Action item: Print all entries word for word.

* * *

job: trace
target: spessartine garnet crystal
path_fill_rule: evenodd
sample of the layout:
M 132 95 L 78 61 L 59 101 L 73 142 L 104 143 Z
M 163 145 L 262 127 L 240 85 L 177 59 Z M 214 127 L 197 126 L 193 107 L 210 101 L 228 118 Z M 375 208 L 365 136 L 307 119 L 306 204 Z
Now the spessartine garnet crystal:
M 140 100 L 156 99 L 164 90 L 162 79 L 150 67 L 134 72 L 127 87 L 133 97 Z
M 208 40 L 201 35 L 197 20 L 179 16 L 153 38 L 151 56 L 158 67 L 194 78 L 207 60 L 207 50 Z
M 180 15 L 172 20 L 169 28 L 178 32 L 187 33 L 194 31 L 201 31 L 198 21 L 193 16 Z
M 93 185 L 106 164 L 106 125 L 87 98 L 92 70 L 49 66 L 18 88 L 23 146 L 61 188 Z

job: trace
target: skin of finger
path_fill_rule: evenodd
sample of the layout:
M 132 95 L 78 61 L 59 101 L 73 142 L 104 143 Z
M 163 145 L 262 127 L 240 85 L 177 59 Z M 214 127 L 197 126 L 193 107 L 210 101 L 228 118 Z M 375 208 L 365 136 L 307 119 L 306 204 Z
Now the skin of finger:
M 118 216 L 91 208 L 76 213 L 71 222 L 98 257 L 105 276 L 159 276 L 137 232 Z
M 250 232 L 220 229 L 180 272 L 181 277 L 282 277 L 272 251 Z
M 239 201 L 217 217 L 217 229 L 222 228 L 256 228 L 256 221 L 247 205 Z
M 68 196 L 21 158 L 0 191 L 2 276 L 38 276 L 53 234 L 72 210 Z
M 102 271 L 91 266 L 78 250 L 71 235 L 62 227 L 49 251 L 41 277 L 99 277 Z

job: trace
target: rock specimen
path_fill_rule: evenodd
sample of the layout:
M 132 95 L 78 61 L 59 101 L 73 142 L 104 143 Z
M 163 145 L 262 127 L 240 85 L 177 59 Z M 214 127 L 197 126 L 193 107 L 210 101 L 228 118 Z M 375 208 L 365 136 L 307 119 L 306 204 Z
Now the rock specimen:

* * *

Your solution:
job: trace
target: spessartine garnet crystal
path_fill_rule: evenodd
sample of the layout:
M 132 95 L 78 61 L 59 101 L 73 142 L 104 143 Z
M 163 145 L 262 127 L 240 85 L 177 59 Z M 214 127 L 197 126 L 193 107 L 210 101 L 228 118 Z M 375 208 L 365 136 L 307 119 L 306 204 Z
Now the spessartine garnet crystal:
M 140 100 L 156 99 L 164 90 L 162 79 L 150 67 L 134 72 L 127 87 L 133 97 Z
M 208 40 L 201 35 L 197 20 L 179 16 L 153 38 L 151 56 L 158 67 L 194 78 L 207 60 L 207 50 Z
M 180 15 L 172 20 L 169 28 L 178 32 L 187 33 L 194 31 L 201 31 L 198 21 L 193 16 Z
M 93 185 L 106 164 L 106 125 L 87 98 L 92 70 L 49 66 L 18 88 L 23 146 L 61 188 Z

job: trace
target: skin of finger
path_fill_rule: evenodd
sample of the layout:
M 132 95 L 78 61 L 59 101 L 73 142 L 104 143 Z
M 163 145 L 262 127 L 240 85 L 177 59 Z M 214 127 L 197 126 L 193 107 L 210 101 L 228 118 Z M 375 208 L 365 136 L 307 119 L 306 204 Z
Now the skin of finger:
M 118 216 L 91 208 L 76 213 L 71 222 L 98 257 L 105 276 L 159 276 L 137 232 Z
M 250 232 L 220 229 L 180 272 L 181 277 L 282 277 L 272 251 Z
M 239 201 L 217 217 L 217 229 L 222 228 L 256 228 L 256 221 L 247 205 Z
M 68 196 L 21 158 L 0 191 L 2 276 L 38 276 L 53 234 L 72 210 Z
M 102 271 L 91 266 L 78 250 L 71 235 L 62 227 L 49 251 L 41 277 L 99 277 Z

job: trace
target: rock specimen
path_fill_rule: evenodd
sample of the layout:
M 132 95 L 78 61 L 59 101 L 73 142 L 104 143 Z
M 163 145 L 262 127 L 240 85 L 177 59 Z M 214 127 L 197 126 L 193 107 L 210 101 L 228 118 Z M 375 208 L 365 136 L 307 119 L 306 204 Z
Now the rock specimen:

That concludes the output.